━━━ 文書抜粋

R11Bまではマッチコンテキストはバイナリマッチ操作にしか使用できませんでした。

.. In R12B, the compiler tries to avoid generating code that creates a sub binary, only to shortly afterwards create a new match context and discard the sub binary. Instead of creating a sub binary, the match context is kept.

R12B以降は、コンパイラはできるだけサブバイナリを作成するのを避けて、新しい
マッチコンテキストを作成しようとします。(訳注：同じことを３回言っている？）

.. The compiler can only do this optimization if it can know for sure that the match context will not be shared. If it would be shared, the functional properties (also called referential transparency) of Erlang would break.

この最適化が行えるのは、マッチコンテキストが明らかに共有されることはない、ということが分かっているときに限られます。もし、これが共有されてしまうと、Erlangの関数型の特性(参照透明とも言われる)が壊れてしまうでしょう。

.. 4.2 Constructing binaries

.. index::
  pair: 作成; バイナリ

バイナリの作成
==============

.. In R12B, appending to a binary or bitstring

R12Bでは以下のようにして、バイナリ、ビット文字列に対して追加すると、ランタイムシステムが特別な最適化を行います。::

 <<Binary/binary, ...>>
 <<Binary/bitstring, ...>>

.. is specially optimized by the run-time system. Because the run-time system handles the optimization (instead of the compiler), there are very few circumstances in which the optimization will not work.

━━━━━━
━━━ 提供資料

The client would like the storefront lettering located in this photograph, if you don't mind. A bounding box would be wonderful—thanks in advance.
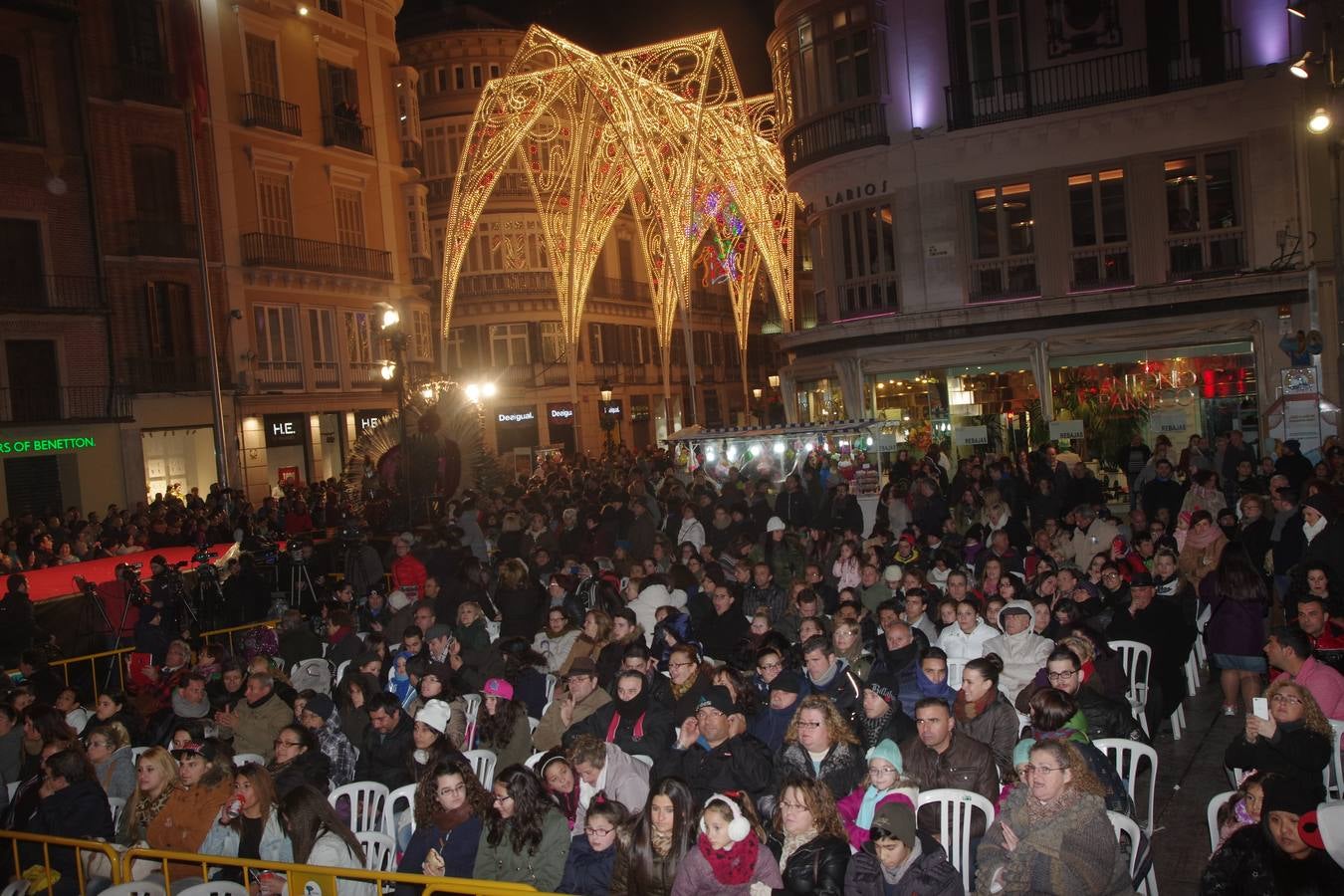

━━━━━━

* [指示]
文書抜粋の日本語の文のうち、句点「。」で終わるものを出現順にすべて書き出しなさい。

* [解答]
1. R11Bまではマッチコンテキストはバイナリマッチ操作にしか使用できませんでした。
2. R12B以降は、コンパイラはできるだけサブバイナリを作成するのを避けて、新しいマッチコンテキストを作成しようとします。
3. この最適化が行えるのは、マッチコンテキストが明らかに共有されることはない、ということが分かっているときに限られます。
4. もし、これが共有されてしまうと、Erlangの関数型の特性(参照透明とも言われる)が壊れてしまうでしょう。
5. R12Bでは以下のようにして、バイナリ、ビット文字列に対して追加すると、ランタイムシステムが特別な最適化を行います。